# WHAT IS BEING ASKED
The entries below need to be transcribed exactly, without their images.

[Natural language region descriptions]
◆ ◆ ◆
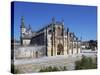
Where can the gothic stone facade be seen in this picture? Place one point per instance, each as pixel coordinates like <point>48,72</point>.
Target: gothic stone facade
<point>56,39</point>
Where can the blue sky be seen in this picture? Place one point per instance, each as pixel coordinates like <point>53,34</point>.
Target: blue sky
<point>82,20</point>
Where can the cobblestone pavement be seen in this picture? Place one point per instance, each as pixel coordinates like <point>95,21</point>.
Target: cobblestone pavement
<point>34,65</point>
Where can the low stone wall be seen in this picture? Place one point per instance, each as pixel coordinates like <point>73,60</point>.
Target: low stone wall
<point>29,51</point>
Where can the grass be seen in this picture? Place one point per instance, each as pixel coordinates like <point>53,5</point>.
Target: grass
<point>52,69</point>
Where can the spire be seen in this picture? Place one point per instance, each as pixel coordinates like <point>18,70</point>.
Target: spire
<point>67,30</point>
<point>62,21</point>
<point>22,22</point>
<point>53,19</point>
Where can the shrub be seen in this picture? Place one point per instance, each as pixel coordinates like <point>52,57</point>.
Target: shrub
<point>85,63</point>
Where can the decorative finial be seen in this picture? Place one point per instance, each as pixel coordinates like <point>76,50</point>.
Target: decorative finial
<point>29,26</point>
<point>53,19</point>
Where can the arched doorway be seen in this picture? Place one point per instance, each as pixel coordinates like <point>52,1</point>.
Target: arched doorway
<point>60,49</point>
◆ ◆ ◆
# THE ANSWER
Where can the gothic stone facade be seen in this picture? Place one point per instance, each as pixel coordinates like <point>48,72</point>.
Target: gothic stone facade
<point>56,39</point>
Where can the blue sky be seen in this picture? Place one point per instance, each as pixel coordinates like <point>53,34</point>.
Target: blue sky
<point>82,20</point>
Where can the cobblestone pavement be seen in this picture? Place one point per instance, each as pixel coordinates like <point>95,21</point>.
Target: cobblestone pavement
<point>34,65</point>
Where can the low stone wall be seen in this picture? Place one point per instance, each as pixel coordinates like <point>73,60</point>.
Target: low stone wall
<point>29,51</point>
Where can the grass be seen in this picture? Place one point per instance, each as pixel coordinates like <point>53,5</point>.
Target: grass
<point>52,69</point>
Where can the spire be seen in this picture? Place one point per instance, each as pixel coordinates like <point>18,70</point>.
Target: spire
<point>67,30</point>
<point>62,21</point>
<point>22,22</point>
<point>53,19</point>
Where can the shrub be seen in this picture? Place one point per instance, each as pixel coordinates like <point>52,57</point>.
Target: shrub
<point>85,63</point>
Where can the decorative finial be seen in this picture? Place one point per instance, each as pixel coordinates like <point>76,50</point>.
Target: decorative finial
<point>29,26</point>
<point>53,19</point>
Where can the arched doorway be seen in this picture? Place one point per instance, each as pixel coordinates like <point>52,1</point>.
Target: arched doorway
<point>60,49</point>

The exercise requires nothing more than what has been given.